- **To do**:
Print the records below word for word, beginning with the first line and ending once the line containing "target | coastal village" is printed.

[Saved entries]
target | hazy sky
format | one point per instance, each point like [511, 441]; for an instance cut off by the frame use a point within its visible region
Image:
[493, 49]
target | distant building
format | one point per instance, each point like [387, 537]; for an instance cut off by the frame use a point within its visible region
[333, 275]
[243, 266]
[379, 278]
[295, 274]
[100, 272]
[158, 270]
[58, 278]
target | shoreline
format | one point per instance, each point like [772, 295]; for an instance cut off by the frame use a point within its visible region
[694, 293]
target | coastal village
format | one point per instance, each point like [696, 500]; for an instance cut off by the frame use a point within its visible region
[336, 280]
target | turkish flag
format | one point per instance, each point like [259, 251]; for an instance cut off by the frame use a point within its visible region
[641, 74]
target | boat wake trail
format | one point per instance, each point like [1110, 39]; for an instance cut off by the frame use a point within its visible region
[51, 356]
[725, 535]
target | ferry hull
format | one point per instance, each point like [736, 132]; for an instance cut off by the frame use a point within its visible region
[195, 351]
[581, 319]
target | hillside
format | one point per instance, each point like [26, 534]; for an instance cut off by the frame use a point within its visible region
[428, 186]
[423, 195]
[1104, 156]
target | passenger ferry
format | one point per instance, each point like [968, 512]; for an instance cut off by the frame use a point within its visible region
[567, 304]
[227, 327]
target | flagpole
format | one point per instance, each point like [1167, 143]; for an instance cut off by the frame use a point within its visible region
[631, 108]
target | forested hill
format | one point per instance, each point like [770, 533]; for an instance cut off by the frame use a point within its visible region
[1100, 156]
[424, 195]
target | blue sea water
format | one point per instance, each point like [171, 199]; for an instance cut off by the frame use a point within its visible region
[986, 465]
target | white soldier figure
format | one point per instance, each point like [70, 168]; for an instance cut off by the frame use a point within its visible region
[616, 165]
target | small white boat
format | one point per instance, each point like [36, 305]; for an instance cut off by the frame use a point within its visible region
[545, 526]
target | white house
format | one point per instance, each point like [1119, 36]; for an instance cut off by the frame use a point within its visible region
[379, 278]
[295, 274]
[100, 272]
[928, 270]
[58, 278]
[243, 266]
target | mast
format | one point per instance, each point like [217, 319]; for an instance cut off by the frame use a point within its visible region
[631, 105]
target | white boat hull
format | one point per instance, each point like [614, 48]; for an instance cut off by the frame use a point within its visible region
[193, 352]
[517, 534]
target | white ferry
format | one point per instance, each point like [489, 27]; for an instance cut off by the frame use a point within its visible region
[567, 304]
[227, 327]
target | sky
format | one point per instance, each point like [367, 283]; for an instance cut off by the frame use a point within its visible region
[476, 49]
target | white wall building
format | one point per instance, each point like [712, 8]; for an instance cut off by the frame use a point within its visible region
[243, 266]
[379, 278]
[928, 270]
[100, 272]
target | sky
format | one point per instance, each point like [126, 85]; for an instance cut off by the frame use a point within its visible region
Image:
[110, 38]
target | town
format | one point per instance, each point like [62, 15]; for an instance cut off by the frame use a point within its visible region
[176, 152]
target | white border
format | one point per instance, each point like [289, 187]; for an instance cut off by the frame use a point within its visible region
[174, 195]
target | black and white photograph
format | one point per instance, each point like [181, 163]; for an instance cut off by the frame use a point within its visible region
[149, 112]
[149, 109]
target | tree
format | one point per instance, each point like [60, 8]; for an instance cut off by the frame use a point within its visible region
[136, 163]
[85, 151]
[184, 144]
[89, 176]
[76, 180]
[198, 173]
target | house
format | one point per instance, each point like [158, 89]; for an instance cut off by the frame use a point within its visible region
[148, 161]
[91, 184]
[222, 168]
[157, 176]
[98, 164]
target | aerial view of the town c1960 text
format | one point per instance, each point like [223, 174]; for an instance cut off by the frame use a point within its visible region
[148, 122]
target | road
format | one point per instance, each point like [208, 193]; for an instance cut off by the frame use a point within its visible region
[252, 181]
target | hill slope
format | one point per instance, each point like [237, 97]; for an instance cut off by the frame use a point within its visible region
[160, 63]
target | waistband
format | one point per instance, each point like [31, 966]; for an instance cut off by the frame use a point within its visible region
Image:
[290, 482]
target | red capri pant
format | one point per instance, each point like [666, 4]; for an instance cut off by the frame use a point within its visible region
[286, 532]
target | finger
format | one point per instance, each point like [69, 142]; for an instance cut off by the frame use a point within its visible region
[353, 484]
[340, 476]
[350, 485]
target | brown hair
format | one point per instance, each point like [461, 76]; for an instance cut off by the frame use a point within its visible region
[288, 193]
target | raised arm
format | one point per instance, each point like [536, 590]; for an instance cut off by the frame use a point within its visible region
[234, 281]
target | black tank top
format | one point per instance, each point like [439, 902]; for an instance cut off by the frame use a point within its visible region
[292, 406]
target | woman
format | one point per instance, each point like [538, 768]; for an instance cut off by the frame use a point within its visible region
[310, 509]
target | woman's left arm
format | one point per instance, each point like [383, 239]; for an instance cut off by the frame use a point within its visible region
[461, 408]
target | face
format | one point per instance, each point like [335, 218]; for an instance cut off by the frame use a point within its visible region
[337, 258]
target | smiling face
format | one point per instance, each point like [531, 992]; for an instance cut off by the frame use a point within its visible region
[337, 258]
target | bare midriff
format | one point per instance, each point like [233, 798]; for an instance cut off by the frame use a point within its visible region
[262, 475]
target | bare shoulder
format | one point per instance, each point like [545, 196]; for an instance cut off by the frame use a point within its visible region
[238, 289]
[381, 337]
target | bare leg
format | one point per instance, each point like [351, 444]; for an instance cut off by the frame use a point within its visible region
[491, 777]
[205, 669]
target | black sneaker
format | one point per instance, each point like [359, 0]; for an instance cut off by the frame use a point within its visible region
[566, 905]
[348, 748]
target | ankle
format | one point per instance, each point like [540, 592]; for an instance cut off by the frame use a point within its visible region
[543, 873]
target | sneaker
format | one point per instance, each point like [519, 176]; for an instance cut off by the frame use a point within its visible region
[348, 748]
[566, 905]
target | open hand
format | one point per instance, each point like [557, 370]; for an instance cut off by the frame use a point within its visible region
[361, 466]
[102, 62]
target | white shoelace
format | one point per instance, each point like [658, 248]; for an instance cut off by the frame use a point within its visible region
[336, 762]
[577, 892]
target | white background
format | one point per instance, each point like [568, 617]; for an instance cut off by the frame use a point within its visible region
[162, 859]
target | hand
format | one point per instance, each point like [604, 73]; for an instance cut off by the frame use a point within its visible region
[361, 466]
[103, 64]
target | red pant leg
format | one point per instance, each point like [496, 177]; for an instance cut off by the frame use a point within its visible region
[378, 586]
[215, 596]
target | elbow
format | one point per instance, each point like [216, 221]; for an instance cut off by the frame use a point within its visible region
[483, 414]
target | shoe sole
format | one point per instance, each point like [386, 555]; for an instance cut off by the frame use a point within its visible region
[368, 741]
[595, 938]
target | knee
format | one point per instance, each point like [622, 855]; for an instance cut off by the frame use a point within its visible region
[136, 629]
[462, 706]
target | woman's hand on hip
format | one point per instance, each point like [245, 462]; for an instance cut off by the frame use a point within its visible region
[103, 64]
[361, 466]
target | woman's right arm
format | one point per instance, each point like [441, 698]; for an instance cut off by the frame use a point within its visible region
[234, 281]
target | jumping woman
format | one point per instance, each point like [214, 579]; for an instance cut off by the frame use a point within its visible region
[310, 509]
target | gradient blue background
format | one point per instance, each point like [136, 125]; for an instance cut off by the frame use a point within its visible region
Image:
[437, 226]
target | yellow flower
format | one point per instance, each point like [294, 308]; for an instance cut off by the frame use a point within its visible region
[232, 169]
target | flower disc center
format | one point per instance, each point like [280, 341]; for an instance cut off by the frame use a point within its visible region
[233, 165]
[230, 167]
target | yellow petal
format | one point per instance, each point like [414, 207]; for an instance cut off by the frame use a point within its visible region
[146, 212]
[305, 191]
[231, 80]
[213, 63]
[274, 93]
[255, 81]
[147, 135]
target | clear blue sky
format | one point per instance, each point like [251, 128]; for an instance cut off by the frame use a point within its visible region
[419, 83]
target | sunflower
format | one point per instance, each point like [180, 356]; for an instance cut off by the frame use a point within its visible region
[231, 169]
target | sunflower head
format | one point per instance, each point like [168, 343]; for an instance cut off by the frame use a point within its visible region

- **Answer to the exercise**:
target | hazy sky
format | one point per instance, each point like [511, 441]; for an instance cut off by the frame use a point within its visible region
Image:
[493, 49]
target | distant building
format | one point per instance, each point like [387, 537]; for an instance cut off by the frame use a point within its visible region
[333, 275]
[243, 266]
[379, 278]
[295, 274]
[100, 272]
[158, 270]
[58, 278]
target | shoreline
format | one point per instance, each point like [772, 295]; for an instance cut off by the frame use a point within its visible region
[694, 293]
target | coastal village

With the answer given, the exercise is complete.